** Start Material provided **

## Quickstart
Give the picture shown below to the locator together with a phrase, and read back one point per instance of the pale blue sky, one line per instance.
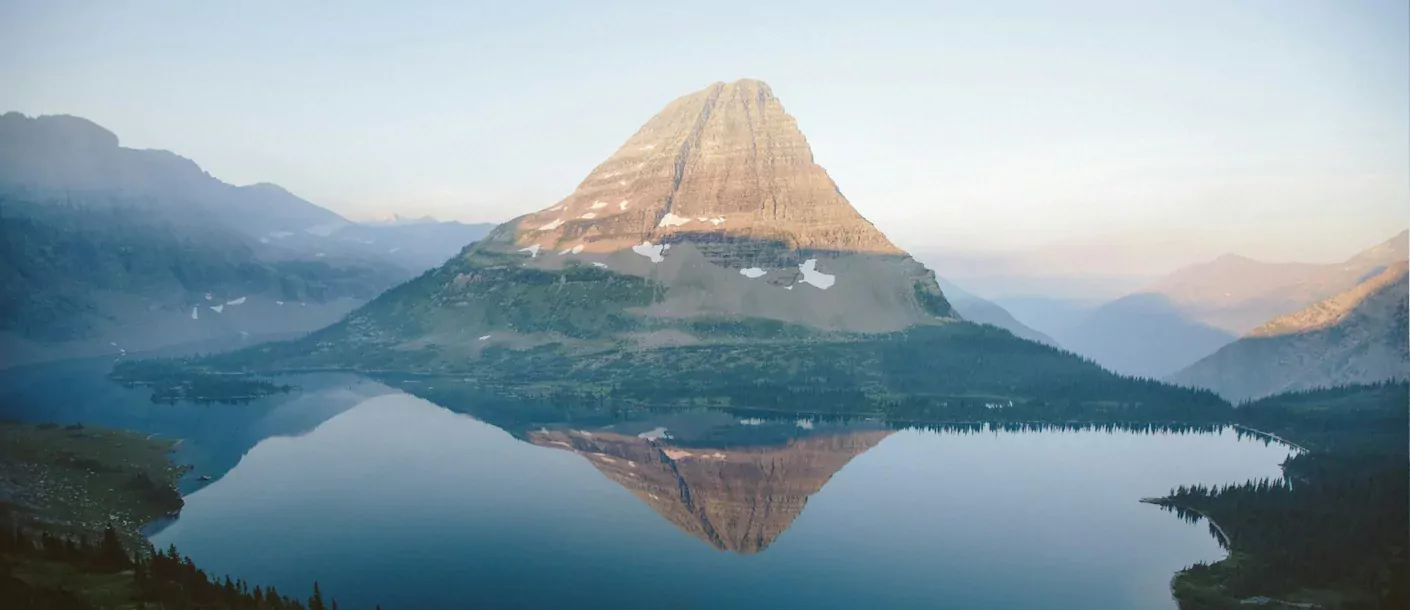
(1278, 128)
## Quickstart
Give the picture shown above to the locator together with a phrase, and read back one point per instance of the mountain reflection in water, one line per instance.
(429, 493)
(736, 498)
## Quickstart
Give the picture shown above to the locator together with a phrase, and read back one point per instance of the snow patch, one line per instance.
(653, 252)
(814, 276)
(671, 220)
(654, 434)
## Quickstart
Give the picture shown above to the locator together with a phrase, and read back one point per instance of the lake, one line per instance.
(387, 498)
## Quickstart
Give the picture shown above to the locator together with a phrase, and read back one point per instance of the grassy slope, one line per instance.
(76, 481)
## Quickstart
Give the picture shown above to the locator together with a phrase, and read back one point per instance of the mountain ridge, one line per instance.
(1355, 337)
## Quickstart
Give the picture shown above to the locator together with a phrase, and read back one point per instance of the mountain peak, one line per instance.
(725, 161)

** End Material provided **
** Start Material provided **

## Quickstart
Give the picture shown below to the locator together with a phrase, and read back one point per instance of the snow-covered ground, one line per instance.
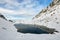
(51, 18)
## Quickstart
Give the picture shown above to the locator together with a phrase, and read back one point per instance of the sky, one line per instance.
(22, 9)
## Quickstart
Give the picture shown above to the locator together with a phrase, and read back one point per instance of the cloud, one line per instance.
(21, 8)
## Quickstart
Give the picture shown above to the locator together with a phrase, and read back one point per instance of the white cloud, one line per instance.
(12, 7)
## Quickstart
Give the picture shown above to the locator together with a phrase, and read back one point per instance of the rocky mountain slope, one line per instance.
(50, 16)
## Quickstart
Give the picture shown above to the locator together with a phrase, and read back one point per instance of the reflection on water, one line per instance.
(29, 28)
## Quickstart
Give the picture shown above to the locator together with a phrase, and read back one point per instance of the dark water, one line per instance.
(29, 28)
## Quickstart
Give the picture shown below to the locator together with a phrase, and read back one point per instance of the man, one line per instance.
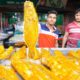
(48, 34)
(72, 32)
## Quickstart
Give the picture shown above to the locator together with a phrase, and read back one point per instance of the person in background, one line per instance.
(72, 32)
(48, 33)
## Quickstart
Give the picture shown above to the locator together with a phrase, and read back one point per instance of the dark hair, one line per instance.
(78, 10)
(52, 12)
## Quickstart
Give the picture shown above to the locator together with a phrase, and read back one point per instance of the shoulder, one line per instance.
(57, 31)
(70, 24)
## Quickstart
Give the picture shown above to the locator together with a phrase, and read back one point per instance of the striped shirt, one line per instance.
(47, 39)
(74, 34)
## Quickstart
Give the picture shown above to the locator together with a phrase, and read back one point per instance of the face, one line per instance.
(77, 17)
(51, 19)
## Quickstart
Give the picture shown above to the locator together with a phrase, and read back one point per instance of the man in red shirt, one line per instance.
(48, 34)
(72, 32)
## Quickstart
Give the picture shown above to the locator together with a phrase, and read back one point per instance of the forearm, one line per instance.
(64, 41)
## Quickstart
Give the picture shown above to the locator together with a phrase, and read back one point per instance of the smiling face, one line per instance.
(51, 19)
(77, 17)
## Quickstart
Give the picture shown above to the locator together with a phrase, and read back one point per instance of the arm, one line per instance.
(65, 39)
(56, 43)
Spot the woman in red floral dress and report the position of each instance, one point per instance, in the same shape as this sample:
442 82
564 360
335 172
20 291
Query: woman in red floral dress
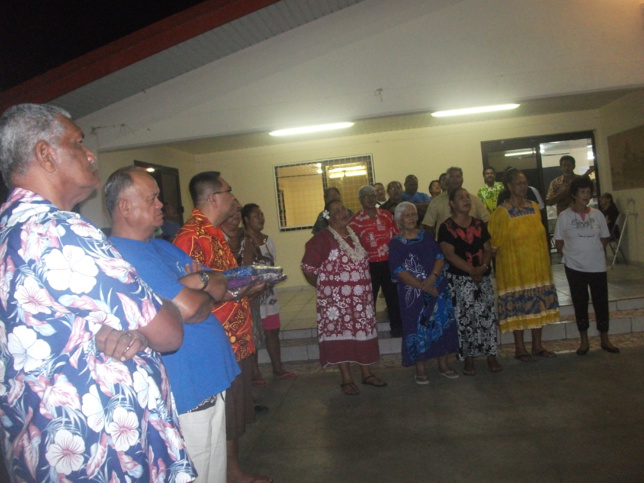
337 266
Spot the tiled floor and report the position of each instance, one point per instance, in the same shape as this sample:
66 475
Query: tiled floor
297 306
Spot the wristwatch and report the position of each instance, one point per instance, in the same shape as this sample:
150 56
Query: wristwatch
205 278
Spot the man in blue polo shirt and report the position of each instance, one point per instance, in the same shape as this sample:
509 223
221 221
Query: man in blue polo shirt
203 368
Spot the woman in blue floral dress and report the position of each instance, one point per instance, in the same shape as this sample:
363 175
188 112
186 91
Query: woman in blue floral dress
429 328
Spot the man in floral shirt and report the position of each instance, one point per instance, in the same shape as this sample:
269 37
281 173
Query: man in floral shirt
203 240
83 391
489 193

** End Material provided **

| Written task |
Count the lines above that contain the string "wristwatch", matching case exactly. Reply with the number alone.

| Result of the task |
2